Emmanuelle Fantin, maître de conférences au CELSA Sorbonne-Université, est chercheuse au GRIPIC. Ses recherches portent sur la culture matérielle et les processus marchands d'une part, sur les instrumentalisations de la mémoire, de l'histoire et des temporalités de l'autre. Elle travaille actuellement sur la place des animaux dans la fabrique de ville ainsi que sur les formes médiatiques du XIXe siècle. Elle est membre du comité de rédaction des revues Le Temps des Médias et de Time & Society. L'œuvre de Baudrillard traverse l'ensemble de ses recherches, et elle prépare un ouvrage sur cet auteur avec Camille Zéhenne.

Didier LAMAISON : Jean Baudrillard et la mort de la mort
La mort fut séculairement le lieu privilégié des échanges symboliques. Quelle place lui revient-elle dans un monde qui a rendu obsolète le passage par les valeurs symboliques ? Simulacres et virtualité permettent-ils de remplir cette fonction jadis vitale ? Jusqu'où ira la volonté contemporaine de mettre à mort la mort ? Jusqu'où sont allées les méditations métaphysiques de Baudrillard ? Comparaison avec Heidegger, autre penseur de la mort pour une condition humaine sans Dieu.

Didier Lamaison est agrégé de lettres classiques. Polygraphe résolu : roman, essai, poésie, théâtre. Traducteur de grec, latin et portugais (Brésil). Élève et ami de deux "J.-B." : Jean Beaufret et Jean Baudrillard. Rugbyman (PUC). Membre fondateur des "4 L".

François L'YVONNET : Entrer dans la pensée de Jean Baudrillard
Entrer dans la pensée de Jean Baudrillard n'est pas chose aisée. Non que sa langue soit particulièrement difficile, elle évite au contraire la prose jargonnante qui faisait naguère florès. Si son discours peut paraître parfois elliptique, c'est qu'il obéit à une logique singulière qui sous-tend l'ensemble de sa pensée. Même il s'est bien gardé de l'exposer explicitement. Quant à son œuvre, elle peut sembler déroutante : elle commence par des textes de facture classique (qui aujourd'hui encore sont des références sociologiques ou anthropologiques), avant d'adopter la forme brève, celle du fragment ou de l'aphorisme.
On n'entre pas dans la pensée de Jean Baudrillard comme dans un moulin.
Il faut accepter de se laisser désorienter, de perdre ses repères théoriques. Il faut prendre la mesure de l'audace de sa pensée. L'audace, c'est le courage de la pensée.
En somme, il faut "oser", comme nous le recommandait déjà Platon, dans le Sophiste.

François L'Yvonnet est professeur de philosophie et éditeur. Membre du conseil scientifique de la chaire "Edgar Morin de la Complexité" à l'ESSEC. Membre associé de la Chaire sur l'Altérité à la Fondation Maison des Sciences de l'Homme (FMSH).

================================

Consignes >>
A. D'après l'extrait sur Baudrillard, de quelles langues Didier Lamaison est-il traducteur ?
B. Modifiez l'extrait sur Baudrillard en reprenant tout ce qui va de « Didier LAMAISON : Jean » jusqu'à « humaine sans Dieu. », avec « Heidegger » remplacé par « Nietzsche ».
C. Rédigez la suite de l'extrait sur Baudrillard après sa dernière phrase.

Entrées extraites
================================

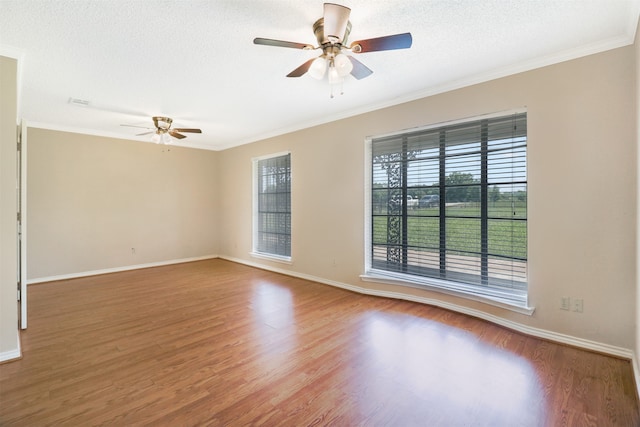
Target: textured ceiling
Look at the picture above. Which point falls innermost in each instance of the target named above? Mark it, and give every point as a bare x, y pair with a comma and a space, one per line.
195, 61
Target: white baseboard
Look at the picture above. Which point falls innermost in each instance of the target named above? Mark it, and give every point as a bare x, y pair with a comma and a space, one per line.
7, 356
525, 329
116, 269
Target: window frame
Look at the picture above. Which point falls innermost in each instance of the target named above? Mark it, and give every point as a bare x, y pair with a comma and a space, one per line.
519, 304
255, 252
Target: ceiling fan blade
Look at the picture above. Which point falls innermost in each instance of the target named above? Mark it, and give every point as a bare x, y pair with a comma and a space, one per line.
281, 43
359, 71
396, 41
336, 18
301, 69
175, 134
188, 130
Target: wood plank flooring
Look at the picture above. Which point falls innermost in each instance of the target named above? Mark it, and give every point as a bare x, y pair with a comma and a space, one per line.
222, 344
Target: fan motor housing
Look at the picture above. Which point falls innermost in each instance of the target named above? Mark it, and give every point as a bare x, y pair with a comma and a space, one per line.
318, 30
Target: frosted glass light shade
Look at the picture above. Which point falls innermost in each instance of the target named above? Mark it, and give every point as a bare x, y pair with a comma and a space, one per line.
318, 68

================================

Résultats attendus >>
A. Du grec, du latin et du portugais (Brésil).

B.
Didier LAMAISON : Jean Baudrillard et la mort de la mort
La mort fut séculairement le lieu privilégié des échanges symboliques. Quelle place lui revient-elle dans un monde qui a rendu obsolète le passage par les valeurs symboliques ? Simulacres et virtualité permettent-ils de remplir cette fonction jadis vitale ? Jusqu'où ira la volonté contemporaine de mettre à mort la mort ? Jusqu'où sont allées les méditations métaphysiques de Baudrillard ? Comparaison avec Nietzsche, autre penseur de la mort pour une condition humaine sans Dieu.

C.
Publications consacrées à Jean Baudrillard
D'un Fragment l'autre (entretiens avec Jean Baudrillard), Albin Michel, 2001.
Direction du Cahier de l'Herne "Baudrillard", L'Herne, 2005.
L'Effet Baudrillard, Éditions François Bourin, 2014.
Éditeur de deux textes de Jean Baudrillard aux éditions de l'Herne
Pourquoi tout n'a-t-il pas déjà disparu ?, 2007.
Carnaval et cannibale, 2008.

Isabelle RIEUSSET-LEMARIÉ : Sémiologie des illusions transcendantales : un art furtif de la critique
En filigrane de ce constat baudrillardien ("le monde n'existe que par cette illusion définitive qui est celle du jeu des apparences") on recroise "l'illusion transcendantale" dont Kant pointait la résistance à toute tentative de déconstruction, précisément parce qu'elle serait une illusion constitutive de la Raison humaine. Dans la dialectique transcendantale kantienne, comme dans la posture baudrillardienne, la critique, face à l'"illusion transcendantale" impossible à faire disparaître, ne peut être qu'un art "furtif" en écho à l'"art furtif" qui, lassé de la fonction de l'art (prophétisée par Baudrillard) de "faire disparaître la réalité", a choisi de faire disparaître l'art. Cependant, même si Baudrillard semble redoubler la ronde postmoderne des simulacres, il arrive que la carapace de l'ironie se fende et laisse passer la fulmination de rage contre l'obscénité des logiques d'illusion à l'œuvre dans nos sociétés contemporaines. Pour autant, l'issue baudrillardienne n'est pas dans la réprobation outragée mais dans le gai savoir nietzschéen : "Le monde n'est pas assez cohérent pour mener à l'Apocalypse". Ce qui peut nous éviter le pire, c'est de ne pas prétendre se soustraire à "l'illusion transcendantale" en alléguant la bêtise d'une supposée vérité révélée. Il n'y a pas de "savoir absolu" sur le réel, seulement des "idées régulatrices" : Baudrillard, décidément, kantien, peut-être ?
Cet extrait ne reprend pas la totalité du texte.